What are some of the best ways to ensure that you can find someone that you can connect deeply with, and eventually locate the one that you want to spend the rest of your life with? I think this is the most difficult question I've ever faced in my life. I must admit that this is one thing that I've never been able to figure out. There must be some kind of a process out there that would drastically improve one's chance of success. Any thoughts?
Get a robot! Then you can get one that appeals to your eyes, one that you can program to meet the most important of your needs. and have complete dominion over her. Me thinks that this would meet the needs of many. And a robot wouldn't answer back or argue with you either - and be totally agreeable at all times. Me? No robots for me. LOL
I used to know a couple (haven't seen them in ten years) who met on their first day at school, aged 4, and became friends. They were best friends right through childhood, then in their teens they became boyfriend and girlfriend. At 18, they married. Neither of them was ever interested in anyone else; they found each other and were content. When I last saw them they were in their mid-60s and still in love.
I can understand some people find this weird, but I'm extremely envious!
It's not hard to get women to like you..
join a ballroom dance class and dance with everyone! After you get better, join other, more advanced classes as well, and women will fight over you, since dance classes usually have more women than men.
Learn how to give foot rubs. Offer to rub the tired feet of a few women friends at a dance, and word will get out.

DATASET
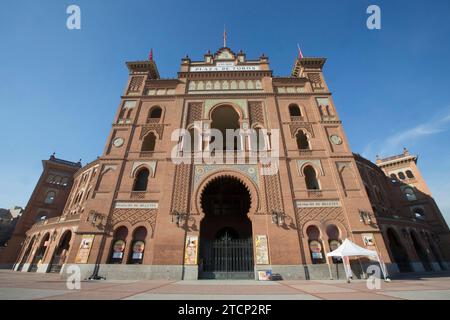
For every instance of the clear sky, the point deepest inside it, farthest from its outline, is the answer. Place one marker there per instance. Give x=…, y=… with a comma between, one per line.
x=60, y=88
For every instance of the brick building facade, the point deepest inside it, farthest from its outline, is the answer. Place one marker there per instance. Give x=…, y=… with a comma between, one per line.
x=152, y=207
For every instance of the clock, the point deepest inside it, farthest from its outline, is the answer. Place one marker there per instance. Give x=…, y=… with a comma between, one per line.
x=336, y=139
x=118, y=142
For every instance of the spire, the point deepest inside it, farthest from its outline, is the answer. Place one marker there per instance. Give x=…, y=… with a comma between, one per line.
x=300, y=53
x=224, y=37
x=150, y=56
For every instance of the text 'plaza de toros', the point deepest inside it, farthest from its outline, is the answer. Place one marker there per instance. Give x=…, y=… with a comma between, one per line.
x=165, y=203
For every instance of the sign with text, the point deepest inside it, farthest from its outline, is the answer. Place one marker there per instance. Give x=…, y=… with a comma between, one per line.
x=225, y=67
x=319, y=204
x=136, y=205
x=262, y=249
x=85, y=248
x=190, y=250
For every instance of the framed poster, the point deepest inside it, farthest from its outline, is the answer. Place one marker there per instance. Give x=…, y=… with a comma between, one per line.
x=264, y=275
x=316, y=250
x=369, y=243
x=85, y=248
x=138, y=250
x=262, y=249
x=368, y=239
x=190, y=250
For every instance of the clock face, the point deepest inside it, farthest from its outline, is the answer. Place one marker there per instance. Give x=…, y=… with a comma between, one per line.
x=336, y=139
x=118, y=142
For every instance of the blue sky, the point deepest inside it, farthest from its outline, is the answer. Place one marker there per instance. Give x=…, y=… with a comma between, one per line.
x=59, y=89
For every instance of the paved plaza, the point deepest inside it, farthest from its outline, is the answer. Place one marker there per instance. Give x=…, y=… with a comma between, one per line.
x=15, y=285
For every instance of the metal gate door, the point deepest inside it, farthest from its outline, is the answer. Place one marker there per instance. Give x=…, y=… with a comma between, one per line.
x=227, y=258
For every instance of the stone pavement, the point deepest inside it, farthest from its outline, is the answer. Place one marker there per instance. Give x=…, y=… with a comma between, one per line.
x=17, y=285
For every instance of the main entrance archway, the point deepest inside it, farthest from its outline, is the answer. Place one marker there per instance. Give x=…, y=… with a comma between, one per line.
x=226, y=246
x=399, y=254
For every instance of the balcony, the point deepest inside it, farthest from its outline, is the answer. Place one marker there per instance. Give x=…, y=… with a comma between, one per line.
x=298, y=119
x=137, y=195
x=315, y=194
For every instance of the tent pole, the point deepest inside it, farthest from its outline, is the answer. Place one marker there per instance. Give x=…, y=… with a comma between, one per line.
x=362, y=269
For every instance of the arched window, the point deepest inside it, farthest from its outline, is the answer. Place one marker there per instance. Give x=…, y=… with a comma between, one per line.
x=409, y=174
x=334, y=240
x=118, y=245
x=409, y=194
x=311, y=178
x=41, y=216
x=315, y=245
x=123, y=113
x=258, y=140
x=294, y=111
x=419, y=213
x=129, y=114
x=138, y=246
x=140, y=183
x=393, y=178
x=226, y=118
x=50, y=198
x=192, y=140
x=302, y=141
x=148, y=145
x=155, y=113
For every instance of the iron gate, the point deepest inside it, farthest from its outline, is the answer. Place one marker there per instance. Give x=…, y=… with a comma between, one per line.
x=227, y=258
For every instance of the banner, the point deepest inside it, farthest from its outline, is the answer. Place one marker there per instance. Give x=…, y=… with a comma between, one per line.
x=190, y=250
x=262, y=249
x=85, y=248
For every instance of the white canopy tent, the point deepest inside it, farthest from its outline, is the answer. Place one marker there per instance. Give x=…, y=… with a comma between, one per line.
x=349, y=249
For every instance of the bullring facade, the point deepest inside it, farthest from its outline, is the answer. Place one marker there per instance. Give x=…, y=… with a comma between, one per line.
x=140, y=212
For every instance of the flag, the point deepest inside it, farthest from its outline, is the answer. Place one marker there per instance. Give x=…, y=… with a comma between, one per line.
x=300, y=53
x=150, y=56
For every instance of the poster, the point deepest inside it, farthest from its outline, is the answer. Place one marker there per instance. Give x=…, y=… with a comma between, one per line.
x=85, y=248
x=118, y=249
x=368, y=240
x=369, y=243
x=138, y=250
x=262, y=250
x=316, y=250
x=190, y=250
x=264, y=275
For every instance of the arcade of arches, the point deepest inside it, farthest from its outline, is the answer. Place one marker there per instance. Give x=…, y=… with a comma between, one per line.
x=136, y=212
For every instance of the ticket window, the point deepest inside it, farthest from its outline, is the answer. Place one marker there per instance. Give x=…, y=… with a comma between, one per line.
x=315, y=245
x=138, y=246
x=118, y=246
x=334, y=240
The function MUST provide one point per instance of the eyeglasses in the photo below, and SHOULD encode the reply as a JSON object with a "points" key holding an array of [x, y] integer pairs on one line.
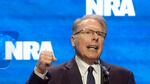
{"points": [[90, 32]]}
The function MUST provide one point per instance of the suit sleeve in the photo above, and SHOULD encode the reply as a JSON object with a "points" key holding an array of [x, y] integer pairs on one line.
{"points": [[131, 79]]}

ACTIONS TO TAKE
A) Reproduce the part of the thread on finding a partner between "I can understand" and "will get out.", inclusive.
B) In the thread on finding a partner, at what age did the couple who met on their first day at school marry?
The data comes from a source unrelated to the thread on finding a partner.

SOLUTIONS PER TASK
A)
I can understand some people find this weird, but I'm extremely envious!
It's not hard to get women to like you..
join a ballroom dance class and dance with everyone! After you get better, join other, more advanced classes as well, and women will fight over you, since dance classes usually have more women than men.
Learn how to give foot rubs. Offer to rub the tired feet of a few women friends at a dance, and word will get out.

B) They married at 18.